### TASKS AND EXERCISES
1. In the stock option document, what is the Stock Option Agreement attached as?
2. Count the lines of the rows that contain the string "target" and reply with only the number.

### DOCUMENT
'''
Section 11.38 (“Service Provider”) shall mean an Employee.
5.
Wherever the following terms are: (i) used in the Sub-Plan; or (ii) used in the Plan but apply to Awards made under the Sub-Plan, they shall have the meanings specified below, unless the context clearly indicates otherwise:
(i)
Award” means, individually, or collectively, a grant under the Sub-Plan of Options, Stock Appreciation Rights, Restricted Stock, Restricted Stock Units, Dividend Equivalents or Other Stock or Cash Based Awards;
(ii)
Service Provider” shall mean any person who is an Employee.

 

 

 

 

 


 

SIGHT SCIENCES, INC.
2021 INCENTIVE AWARD PLAN

STOCK OPTION GRANT NOTICE

Capitalized terms not specifically defined in this Stock Option Grant Notice (the “Grant Notice”) have the meanings given to them in the 2021 Incentive Award Plan Sub-Plan for UK employees (as amended from time to time, the “Plan”) of Sight Sciences, Inc. (the “Company”).

The Company has granted to the participant listed below (“Participant”) the stock option described in this Grant Notice (the “Option”), subject to the terms and conditions of the Plan and the Stock Option Agreement attached as Exhibit A (the “Agreement”), both of which are incorporated into this Grant Notice by reference.
'''
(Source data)
'''
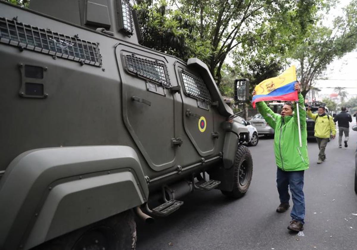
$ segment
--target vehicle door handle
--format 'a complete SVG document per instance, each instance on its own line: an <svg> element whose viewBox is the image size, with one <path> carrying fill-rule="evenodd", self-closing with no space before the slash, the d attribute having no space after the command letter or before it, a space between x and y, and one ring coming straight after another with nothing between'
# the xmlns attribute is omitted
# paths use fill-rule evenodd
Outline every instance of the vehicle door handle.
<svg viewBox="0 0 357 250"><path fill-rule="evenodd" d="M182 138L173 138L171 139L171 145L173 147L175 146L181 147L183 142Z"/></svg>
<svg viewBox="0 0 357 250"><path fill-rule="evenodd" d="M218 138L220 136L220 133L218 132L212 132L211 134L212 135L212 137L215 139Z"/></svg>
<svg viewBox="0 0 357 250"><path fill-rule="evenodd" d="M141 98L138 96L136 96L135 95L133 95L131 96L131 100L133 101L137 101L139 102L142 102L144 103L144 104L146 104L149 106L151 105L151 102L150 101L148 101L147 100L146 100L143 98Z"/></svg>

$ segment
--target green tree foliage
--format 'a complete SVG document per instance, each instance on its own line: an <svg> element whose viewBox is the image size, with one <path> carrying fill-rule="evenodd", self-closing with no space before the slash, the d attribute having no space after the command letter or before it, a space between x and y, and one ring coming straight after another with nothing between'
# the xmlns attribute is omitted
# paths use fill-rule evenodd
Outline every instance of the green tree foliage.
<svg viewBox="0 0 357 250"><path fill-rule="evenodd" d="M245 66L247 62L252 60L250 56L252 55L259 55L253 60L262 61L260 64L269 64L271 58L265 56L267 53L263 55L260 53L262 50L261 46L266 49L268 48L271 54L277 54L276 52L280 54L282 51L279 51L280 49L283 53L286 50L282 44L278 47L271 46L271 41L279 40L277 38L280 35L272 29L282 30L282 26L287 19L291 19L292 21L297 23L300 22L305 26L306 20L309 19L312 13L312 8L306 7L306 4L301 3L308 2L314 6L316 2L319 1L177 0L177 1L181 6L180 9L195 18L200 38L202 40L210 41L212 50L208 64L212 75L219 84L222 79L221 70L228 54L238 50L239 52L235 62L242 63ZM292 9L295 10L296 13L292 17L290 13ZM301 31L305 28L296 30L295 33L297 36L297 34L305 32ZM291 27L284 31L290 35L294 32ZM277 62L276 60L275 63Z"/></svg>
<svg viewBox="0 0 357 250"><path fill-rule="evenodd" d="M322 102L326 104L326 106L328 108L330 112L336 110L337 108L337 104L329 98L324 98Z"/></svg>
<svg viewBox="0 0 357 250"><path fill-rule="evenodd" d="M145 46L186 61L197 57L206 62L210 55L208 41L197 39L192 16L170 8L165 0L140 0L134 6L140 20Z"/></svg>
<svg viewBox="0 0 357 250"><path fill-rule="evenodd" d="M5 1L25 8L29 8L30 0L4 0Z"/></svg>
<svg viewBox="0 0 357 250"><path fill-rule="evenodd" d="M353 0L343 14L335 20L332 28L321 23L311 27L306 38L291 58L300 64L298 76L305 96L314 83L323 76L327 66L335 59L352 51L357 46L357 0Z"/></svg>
'''
'''
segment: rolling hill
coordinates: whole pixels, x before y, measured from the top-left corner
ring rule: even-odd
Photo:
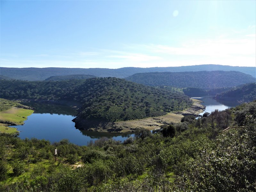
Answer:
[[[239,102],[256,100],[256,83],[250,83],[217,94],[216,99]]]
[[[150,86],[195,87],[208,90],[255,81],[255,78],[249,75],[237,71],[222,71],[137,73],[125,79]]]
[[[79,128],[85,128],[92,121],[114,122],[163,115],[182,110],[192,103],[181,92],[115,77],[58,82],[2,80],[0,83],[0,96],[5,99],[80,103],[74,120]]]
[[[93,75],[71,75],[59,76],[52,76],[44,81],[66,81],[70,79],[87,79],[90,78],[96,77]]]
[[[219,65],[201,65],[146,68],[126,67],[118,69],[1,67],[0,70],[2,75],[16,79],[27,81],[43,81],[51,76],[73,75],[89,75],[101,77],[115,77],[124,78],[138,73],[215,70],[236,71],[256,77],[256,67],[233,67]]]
'''
### EXERCISE SOLUTIONS
1. Exhibit A

2. 2